--- START OF ITEMS ---

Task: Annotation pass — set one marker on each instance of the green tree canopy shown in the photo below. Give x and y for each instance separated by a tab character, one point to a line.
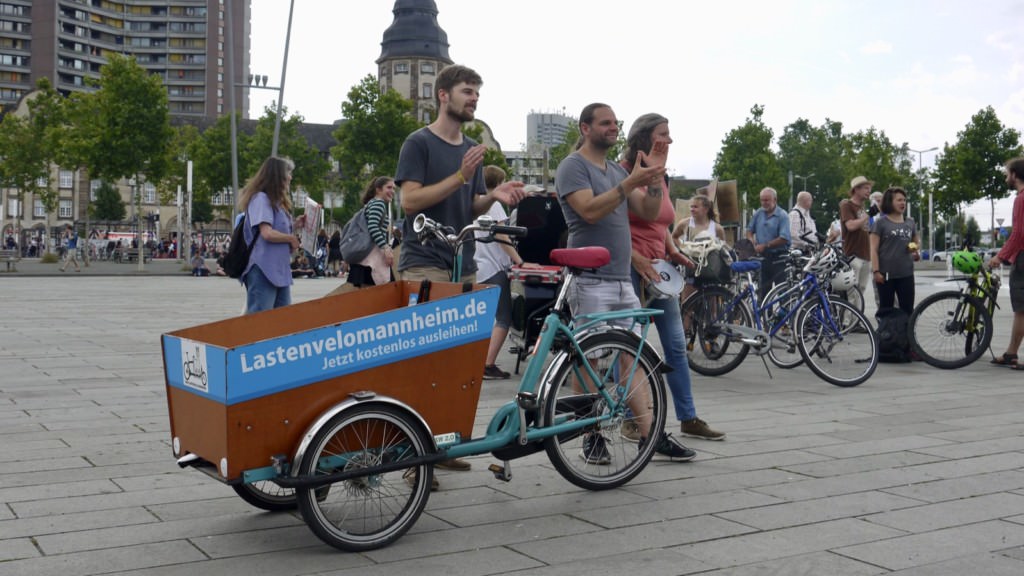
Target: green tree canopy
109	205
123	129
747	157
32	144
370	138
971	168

--- END OF ITEMS ---
--- START OF ITEMS ---

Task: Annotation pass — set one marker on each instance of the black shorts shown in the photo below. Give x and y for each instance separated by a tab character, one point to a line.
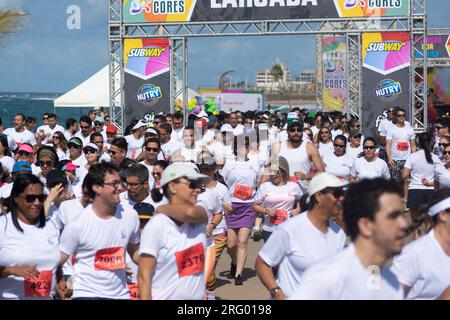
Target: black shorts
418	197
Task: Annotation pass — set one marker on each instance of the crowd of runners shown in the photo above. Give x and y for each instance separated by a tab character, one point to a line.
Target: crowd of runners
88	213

--- END OF ITEMS ---

▶ WRITTEN EXERCISE
State how many of the lines above contain the word "tree", treating uppercase and lowercase as distinct. Give only the number.

▶ OUTPUT OF THE EXERCISE
2